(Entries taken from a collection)
▼

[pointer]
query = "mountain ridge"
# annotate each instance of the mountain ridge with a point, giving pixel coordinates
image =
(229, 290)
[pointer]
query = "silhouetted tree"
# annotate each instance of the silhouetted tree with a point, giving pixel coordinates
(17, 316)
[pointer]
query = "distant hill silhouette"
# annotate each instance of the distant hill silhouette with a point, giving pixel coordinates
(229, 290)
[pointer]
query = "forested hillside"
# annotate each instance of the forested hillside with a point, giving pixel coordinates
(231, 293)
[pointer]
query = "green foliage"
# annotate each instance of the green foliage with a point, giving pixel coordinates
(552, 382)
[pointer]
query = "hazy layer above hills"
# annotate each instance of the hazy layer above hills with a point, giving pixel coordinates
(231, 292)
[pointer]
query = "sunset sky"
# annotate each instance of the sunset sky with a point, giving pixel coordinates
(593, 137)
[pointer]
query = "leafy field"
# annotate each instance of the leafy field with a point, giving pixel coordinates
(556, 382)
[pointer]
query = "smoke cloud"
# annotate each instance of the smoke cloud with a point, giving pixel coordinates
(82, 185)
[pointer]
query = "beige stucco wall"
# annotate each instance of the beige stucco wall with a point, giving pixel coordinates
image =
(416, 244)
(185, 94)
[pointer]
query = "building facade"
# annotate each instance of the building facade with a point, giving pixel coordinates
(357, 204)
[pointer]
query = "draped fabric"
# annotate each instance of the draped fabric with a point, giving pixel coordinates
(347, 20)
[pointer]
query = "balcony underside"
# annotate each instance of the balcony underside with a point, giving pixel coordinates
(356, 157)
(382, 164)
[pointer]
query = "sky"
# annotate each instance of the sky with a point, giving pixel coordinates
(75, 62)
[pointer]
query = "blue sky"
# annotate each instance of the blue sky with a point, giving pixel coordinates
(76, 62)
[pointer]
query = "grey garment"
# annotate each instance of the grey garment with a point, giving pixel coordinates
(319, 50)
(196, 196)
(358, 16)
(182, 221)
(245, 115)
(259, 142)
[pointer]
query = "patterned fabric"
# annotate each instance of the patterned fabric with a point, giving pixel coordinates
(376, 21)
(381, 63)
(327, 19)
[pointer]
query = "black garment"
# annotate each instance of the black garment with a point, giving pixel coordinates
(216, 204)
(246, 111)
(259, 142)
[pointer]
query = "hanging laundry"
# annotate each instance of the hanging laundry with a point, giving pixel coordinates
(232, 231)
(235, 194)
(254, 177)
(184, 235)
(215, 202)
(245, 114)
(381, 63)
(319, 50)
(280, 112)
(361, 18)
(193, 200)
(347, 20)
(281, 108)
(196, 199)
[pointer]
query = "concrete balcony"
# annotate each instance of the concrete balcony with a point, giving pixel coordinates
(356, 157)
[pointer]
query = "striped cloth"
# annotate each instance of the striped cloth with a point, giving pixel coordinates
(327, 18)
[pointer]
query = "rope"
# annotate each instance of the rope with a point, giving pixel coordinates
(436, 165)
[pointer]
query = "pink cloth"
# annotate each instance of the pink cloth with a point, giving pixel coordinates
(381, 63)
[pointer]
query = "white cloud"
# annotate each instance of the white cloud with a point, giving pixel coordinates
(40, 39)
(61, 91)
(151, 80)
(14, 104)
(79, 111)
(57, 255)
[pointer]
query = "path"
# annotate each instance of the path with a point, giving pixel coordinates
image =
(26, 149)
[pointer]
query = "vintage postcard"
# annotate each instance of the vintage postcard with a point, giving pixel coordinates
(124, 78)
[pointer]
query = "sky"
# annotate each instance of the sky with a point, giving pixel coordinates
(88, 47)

▲

Instructions for the task: Copy the material above, line for line.

Solution below:
[pointer]
query = "mountain ridge"
# annotate each instance of the mountain ridge with a point, giving pixel coordinates
image =
(229, 290)
[pointer]
query = "silhouetted tree"
# annotate each instance of the silhouetted tree with a point, giving pixel coordinates
(17, 316)
[pointer]
query = "distant hill silhouette"
# annotate each instance of the distant hill silhouette with a point, giving pixel coordinates
(229, 290)
[pointer]
query = "forested hillside"
# annotate each instance of the forested hillside with a point, giving pixel coordinates
(231, 293)
[pointer]
query = "green foliage"
# annotate each instance of the green foliage with a point, giving pixel coordinates
(552, 382)
[pointer]
query = "hazy layer above hills"
# annotate each instance of the hazy layer above hills with a point, giving pixel coordinates
(231, 292)
[pointer]
query = "sunset sky"
# annotate each instance of the sunset sky with a point, giving pixel coordinates
(593, 137)
[pointer]
query = "leafy field"
# annotate each instance of the leafy field with a point, giving pixel coordinates
(556, 382)
[pointer]
query = "smoke cloud"
# annotate each instance of the smoke cloud with a point, giving pixel coordinates
(82, 185)
[pointer]
query = "beige stucco wall"
# annotate each instance of the beige stucco wall with a point, giving pixel coordinates
image =
(416, 244)
(185, 94)
[pointer]
query = "building facade"
# annotate each instance of the building facade with a point, giving pixel coordinates
(357, 204)
[pointer]
query = "draped fabric"
# annotate each instance of the draped fabric with a point, giving pixel coordinates
(347, 20)
[pointer]
query = "balcony underside"
# annotate each instance of the balcony underside with a point, giving pixel coordinates
(356, 157)
(382, 164)
[pointer]
query = "sky"
# annotate each instance of the sky with a point, giving pixel coordinates
(75, 62)
[pointer]
query = "blue sky"
# annotate each instance of the blue sky with a point, giving pixel coordinates
(76, 62)
[pointer]
query = "grey garment"
# annotate each instance of the grey garment with a point, giving pixel coordinates
(319, 50)
(196, 196)
(358, 16)
(182, 221)
(245, 115)
(259, 142)
[pointer]
query = "patterned fabric"
# annotate each instance of the patterned fabric with a point, giving pixel coordinates
(376, 21)
(381, 63)
(327, 19)
[pointer]
query = "black garment"
# annotate each instance of the black garment with a point, giving pixel coordinates
(216, 204)
(246, 111)
(259, 142)
[pointer]
query = "hanging laundry"
# annotate each instance of the hanging laundry with a point, giving pixel coordinates
(232, 231)
(235, 194)
(254, 177)
(184, 235)
(215, 202)
(245, 114)
(381, 63)
(319, 50)
(280, 112)
(361, 18)
(193, 200)
(347, 20)
(281, 108)
(196, 199)
[pointer]
query = "concrete balcony"
# annotate each instance of the concrete balcony with a point, giving pixel coordinates
(356, 157)
[pointer]
query = "striped cloth"
# annotate each instance of the striped cloth with a point, giving pixel coordinates
(327, 18)
[pointer]
query = "rope"
# annotate each instance of the rope with a point, giving pixel coordinates
(436, 165)
[pointer]
query = "pink cloth"
# annotate each instance of the pink cloth with a point, giving pixel coordinates
(381, 63)
[pointer]
query = "white cloud"
# annotate each instance of the white cloud with a point, giving pixel coordinates
(40, 39)
(61, 91)
(151, 80)
(14, 104)
(79, 111)
(57, 255)
[pointer]
query = "path"
# annotate each instance of the path with a point, giving pixel coordinates
image =
(26, 149)
[pointer]
query = "vintage postcard"
# annotate each instance of the vintage postcard with a point, giving pixel coordinates
(124, 78)
[pointer]
query = "sky"
# annotate each instance of the sky with a point, giving pixel coordinates
(88, 47)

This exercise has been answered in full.